— DIRECTION —
Copy the rows below word for word, from the line containing "For every instance of the large wall" through the end of the rows.

-- START GIVEN INFORMATION --

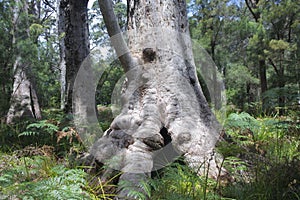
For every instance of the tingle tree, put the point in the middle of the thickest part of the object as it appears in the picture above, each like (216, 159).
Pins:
(24, 100)
(162, 100)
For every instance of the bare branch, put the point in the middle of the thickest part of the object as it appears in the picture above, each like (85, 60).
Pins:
(274, 66)
(114, 31)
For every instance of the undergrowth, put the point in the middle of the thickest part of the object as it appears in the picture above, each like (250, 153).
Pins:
(261, 154)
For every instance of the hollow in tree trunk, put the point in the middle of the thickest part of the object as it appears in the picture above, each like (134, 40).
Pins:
(162, 100)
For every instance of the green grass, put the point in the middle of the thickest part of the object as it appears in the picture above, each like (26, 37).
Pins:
(262, 154)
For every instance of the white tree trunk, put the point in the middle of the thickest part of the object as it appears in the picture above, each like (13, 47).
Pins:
(162, 98)
(24, 100)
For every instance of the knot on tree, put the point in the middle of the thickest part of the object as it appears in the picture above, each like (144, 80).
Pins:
(149, 55)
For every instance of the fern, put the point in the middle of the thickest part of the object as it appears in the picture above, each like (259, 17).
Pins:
(40, 127)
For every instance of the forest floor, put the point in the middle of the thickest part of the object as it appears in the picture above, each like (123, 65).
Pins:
(38, 160)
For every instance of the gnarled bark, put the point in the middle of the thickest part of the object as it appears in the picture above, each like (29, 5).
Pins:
(24, 100)
(163, 98)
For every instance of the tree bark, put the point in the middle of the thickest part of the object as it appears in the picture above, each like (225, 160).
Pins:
(162, 100)
(24, 100)
(62, 49)
(76, 43)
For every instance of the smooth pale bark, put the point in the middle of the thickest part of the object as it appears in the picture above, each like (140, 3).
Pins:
(162, 98)
(24, 100)
(62, 49)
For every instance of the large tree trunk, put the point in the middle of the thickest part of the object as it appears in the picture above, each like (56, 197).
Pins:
(162, 100)
(24, 100)
(76, 43)
(61, 5)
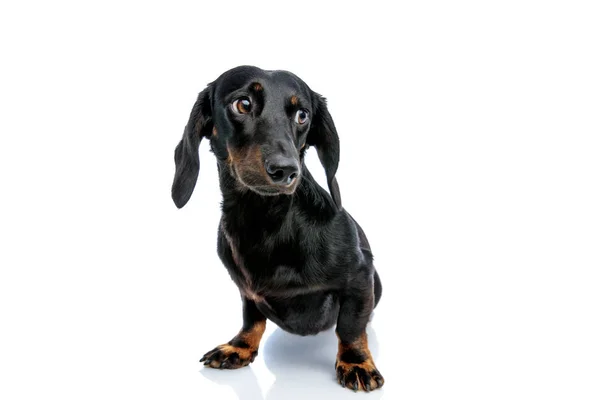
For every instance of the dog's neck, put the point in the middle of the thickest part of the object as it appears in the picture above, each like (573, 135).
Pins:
(242, 204)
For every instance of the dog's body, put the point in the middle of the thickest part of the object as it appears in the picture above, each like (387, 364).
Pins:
(297, 257)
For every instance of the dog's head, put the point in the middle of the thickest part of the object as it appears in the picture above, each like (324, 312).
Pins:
(259, 124)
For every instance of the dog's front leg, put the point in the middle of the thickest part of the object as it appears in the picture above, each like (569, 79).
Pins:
(243, 348)
(354, 365)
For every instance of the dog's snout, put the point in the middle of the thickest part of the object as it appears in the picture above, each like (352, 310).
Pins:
(282, 170)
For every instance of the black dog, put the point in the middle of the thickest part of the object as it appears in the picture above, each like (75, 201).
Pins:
(297, 257)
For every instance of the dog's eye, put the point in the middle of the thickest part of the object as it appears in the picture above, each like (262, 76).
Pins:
(243, 105)
(301, 116)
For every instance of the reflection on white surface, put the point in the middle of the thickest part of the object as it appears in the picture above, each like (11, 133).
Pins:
(303, 368)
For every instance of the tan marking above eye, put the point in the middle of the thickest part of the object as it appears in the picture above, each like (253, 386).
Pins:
(243, 105)
(301, 117)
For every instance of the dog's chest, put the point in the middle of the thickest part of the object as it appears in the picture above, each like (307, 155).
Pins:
(261, 271)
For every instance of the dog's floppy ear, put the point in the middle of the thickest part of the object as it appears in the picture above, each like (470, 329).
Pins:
(324, 137)
(187, 159)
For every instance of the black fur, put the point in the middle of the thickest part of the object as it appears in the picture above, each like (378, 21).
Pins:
(298, 257)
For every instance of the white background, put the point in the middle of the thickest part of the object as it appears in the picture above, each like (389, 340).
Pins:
(470, 155)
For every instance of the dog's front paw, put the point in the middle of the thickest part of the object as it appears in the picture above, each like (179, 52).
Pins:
(363, 376)
(227, 356)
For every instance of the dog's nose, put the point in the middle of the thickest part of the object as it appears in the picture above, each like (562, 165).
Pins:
(282, 170)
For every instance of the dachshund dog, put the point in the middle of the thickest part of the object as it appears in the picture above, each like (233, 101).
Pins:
(298, 258)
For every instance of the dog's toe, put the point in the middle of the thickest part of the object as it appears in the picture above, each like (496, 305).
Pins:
(227, 356)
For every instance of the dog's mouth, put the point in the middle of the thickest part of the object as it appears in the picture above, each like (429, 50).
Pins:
(257, 182)
(265, 188)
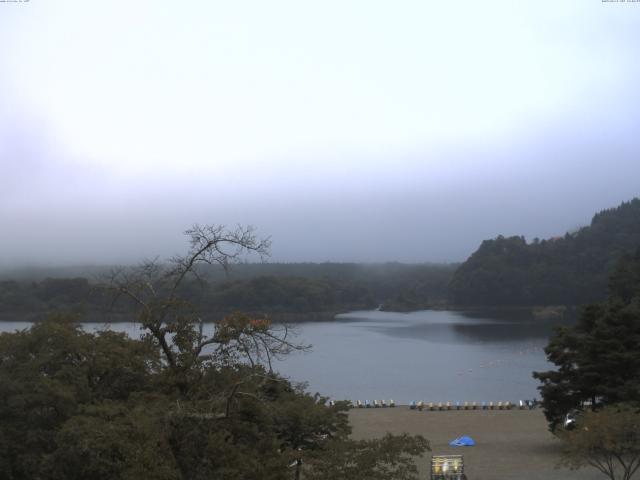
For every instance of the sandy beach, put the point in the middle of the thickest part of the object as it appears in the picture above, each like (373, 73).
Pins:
(510, 444)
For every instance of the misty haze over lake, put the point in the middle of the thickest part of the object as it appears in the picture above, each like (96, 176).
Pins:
(406, 134)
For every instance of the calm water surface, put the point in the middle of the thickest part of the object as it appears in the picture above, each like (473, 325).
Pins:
(427, 355)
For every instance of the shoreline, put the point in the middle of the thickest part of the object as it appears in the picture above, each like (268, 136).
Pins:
(509, 443)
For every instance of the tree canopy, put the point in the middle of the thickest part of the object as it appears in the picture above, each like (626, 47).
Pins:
(598, 359)
(567, 270)
(176, 403)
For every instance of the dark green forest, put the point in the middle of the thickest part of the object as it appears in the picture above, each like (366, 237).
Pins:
(506, 271)
(597, 360)
(568, 270)
(293, 292)
(175, 404)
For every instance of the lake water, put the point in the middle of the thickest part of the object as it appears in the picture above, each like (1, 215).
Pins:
(435, 356)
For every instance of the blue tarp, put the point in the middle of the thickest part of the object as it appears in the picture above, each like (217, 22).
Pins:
(463, 441)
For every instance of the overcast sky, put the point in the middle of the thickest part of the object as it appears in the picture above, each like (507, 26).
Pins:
(347, 130)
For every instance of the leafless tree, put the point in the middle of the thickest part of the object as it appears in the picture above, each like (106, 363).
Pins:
(176, 326)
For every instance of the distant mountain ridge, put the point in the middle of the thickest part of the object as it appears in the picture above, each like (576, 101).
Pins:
(569, 270)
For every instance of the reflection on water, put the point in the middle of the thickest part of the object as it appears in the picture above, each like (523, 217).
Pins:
(427, 355)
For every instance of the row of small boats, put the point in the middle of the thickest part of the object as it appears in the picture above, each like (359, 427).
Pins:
(521, 405)
(375, 404)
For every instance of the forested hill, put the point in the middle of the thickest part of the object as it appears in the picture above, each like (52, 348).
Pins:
(569, 270)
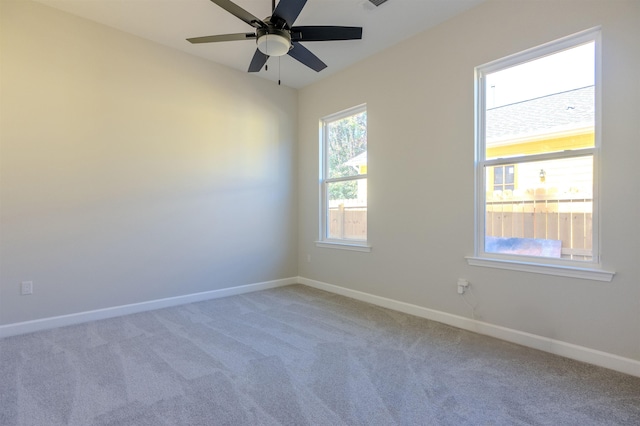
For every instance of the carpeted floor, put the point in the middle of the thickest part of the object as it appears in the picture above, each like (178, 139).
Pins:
(296, 356)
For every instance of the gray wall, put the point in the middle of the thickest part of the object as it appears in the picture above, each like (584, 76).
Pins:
(421, 183)
(133, 172)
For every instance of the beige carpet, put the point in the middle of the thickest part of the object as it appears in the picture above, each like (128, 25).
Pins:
(296, 356)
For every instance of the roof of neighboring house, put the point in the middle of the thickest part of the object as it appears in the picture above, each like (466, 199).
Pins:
(554, 113)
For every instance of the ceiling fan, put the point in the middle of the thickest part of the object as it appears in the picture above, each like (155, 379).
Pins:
(275, 35)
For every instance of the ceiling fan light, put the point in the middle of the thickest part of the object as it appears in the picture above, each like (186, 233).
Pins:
(274, 44)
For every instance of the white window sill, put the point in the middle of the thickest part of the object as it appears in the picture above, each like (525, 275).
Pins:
(344, 246)
(538, 268)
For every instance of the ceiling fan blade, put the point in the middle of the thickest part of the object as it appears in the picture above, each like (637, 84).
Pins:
(240, 13)
(222, 37)
(258, 61)
(289, 10)
(304, 55)
(325, 33)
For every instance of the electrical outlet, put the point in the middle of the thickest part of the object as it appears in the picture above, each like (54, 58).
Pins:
(462, 285)
(26, 288)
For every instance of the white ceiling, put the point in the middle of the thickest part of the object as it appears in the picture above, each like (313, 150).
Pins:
(171, 22)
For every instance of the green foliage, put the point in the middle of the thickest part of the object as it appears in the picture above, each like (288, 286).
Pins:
(346, 138)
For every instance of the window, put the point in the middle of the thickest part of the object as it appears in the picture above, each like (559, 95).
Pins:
(537, 154)
(343, 180)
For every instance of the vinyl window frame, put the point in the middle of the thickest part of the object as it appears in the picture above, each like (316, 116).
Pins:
(550, 266)
(324, 241)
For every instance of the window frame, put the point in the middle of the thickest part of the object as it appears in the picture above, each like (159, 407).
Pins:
(324, 240)
(563, 267)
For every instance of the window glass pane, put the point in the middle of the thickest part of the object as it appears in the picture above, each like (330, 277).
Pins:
(549, 214)
(497, 175)
(510, 175)
(347, 210)
(544, 105)
(346, 141)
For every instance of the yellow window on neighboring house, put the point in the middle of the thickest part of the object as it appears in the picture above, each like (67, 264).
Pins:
(537, 150)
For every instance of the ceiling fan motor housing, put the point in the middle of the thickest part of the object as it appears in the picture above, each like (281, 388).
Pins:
(273, 42)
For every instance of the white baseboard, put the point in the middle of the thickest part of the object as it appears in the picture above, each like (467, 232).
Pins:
(98, 314)
(557, 347)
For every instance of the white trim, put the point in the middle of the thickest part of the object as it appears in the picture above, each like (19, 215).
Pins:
(557, 347)
(482, 258)
(344, 246)
(546, 269)
(115, 311)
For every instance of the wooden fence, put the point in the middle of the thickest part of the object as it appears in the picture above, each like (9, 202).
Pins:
(540, 214)
(543, 214)
(348, 222)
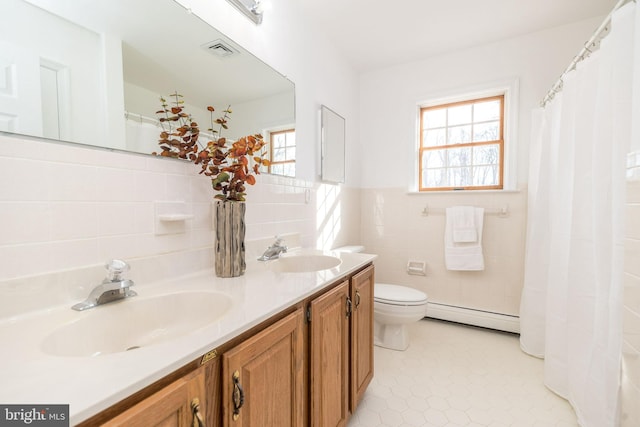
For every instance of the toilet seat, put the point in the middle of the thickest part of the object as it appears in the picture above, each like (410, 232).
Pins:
(398, 295)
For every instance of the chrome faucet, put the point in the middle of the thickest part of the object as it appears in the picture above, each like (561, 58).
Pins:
(112, 288)
(274, 250)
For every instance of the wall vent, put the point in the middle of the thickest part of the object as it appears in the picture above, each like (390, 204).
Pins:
(220, 48)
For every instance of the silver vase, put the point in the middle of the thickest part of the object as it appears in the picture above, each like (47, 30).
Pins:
(229, 245)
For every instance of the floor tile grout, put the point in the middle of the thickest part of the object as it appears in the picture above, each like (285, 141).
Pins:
(459, 375)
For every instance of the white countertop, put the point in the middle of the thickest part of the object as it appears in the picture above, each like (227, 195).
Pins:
(92, 384)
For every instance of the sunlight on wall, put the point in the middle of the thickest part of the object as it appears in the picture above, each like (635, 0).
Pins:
(378, 215)
(328, 218)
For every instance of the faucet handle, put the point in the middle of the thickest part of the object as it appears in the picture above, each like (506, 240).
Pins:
(115, 268)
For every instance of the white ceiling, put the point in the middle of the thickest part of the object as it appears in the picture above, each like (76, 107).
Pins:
(379, 33)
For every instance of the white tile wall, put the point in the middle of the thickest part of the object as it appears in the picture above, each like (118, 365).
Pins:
(394, 228)
(630, 393)
(66, 207)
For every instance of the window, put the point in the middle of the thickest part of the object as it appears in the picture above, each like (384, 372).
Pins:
(462, 145)
(283, 152)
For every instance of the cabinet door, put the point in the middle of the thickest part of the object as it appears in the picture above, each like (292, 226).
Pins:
(362, 285)
(179, 404)
(262, 377)
(330, 357)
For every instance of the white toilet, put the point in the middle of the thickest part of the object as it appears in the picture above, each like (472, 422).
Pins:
(394, 307)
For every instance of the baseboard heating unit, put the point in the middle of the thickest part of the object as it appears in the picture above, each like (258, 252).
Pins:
(469, 316)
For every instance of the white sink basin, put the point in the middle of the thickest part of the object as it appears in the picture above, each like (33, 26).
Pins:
(300, 263)
(136, 322)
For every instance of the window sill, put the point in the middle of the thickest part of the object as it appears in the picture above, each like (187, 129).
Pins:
(470, 192)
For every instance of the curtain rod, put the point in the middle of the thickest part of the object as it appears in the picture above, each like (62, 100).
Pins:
(589, 47)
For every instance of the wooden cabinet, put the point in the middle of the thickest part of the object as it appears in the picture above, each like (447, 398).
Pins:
(329, 357)
(362, 286)
(262, 378)
(281, 373)
(341, 353)
(180, 404)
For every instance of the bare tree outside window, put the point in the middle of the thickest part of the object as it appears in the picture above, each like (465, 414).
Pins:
(462, 145)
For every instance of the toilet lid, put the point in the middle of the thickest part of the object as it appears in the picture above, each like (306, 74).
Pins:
(398, 295)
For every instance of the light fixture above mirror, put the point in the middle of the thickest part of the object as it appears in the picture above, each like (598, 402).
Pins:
(252, 9)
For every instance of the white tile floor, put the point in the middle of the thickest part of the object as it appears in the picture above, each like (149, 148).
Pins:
(456, 375)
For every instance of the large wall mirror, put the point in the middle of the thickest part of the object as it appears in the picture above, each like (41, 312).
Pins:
(332, 143)
(93, 72)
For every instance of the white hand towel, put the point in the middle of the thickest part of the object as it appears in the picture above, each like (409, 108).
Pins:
(464, 224)
(463, 256)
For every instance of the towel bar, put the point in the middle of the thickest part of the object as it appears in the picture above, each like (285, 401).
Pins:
(501, 212)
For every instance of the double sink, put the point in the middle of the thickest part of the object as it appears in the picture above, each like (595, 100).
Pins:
(132, 323)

-- END GIVEN INFORMATION --

— WORKED ANSWER —
For every instance of the large wall mirror, put the point in the middle of the thickest part of the object as it appears in the picture above, each like (41, 312).
Pins:
(332, 143)
(93, 72)
For every instance of the white hand towel, put the point in the middle of the thickest part of the object as it appears in the picture above, each like (409, 108).
Pins:
(464, 224)
(463, 256)
For every instance of the towel bar, put the point in the middle of the thickest part of the object as it appears in the picture above, each like (285, 401).
Pins:
(501, 212)
For every instance of the double sink, put the point in the middle of the thickest part of the object as it appears in the picture above, each like (595, 100).
Pins:
(132, 323)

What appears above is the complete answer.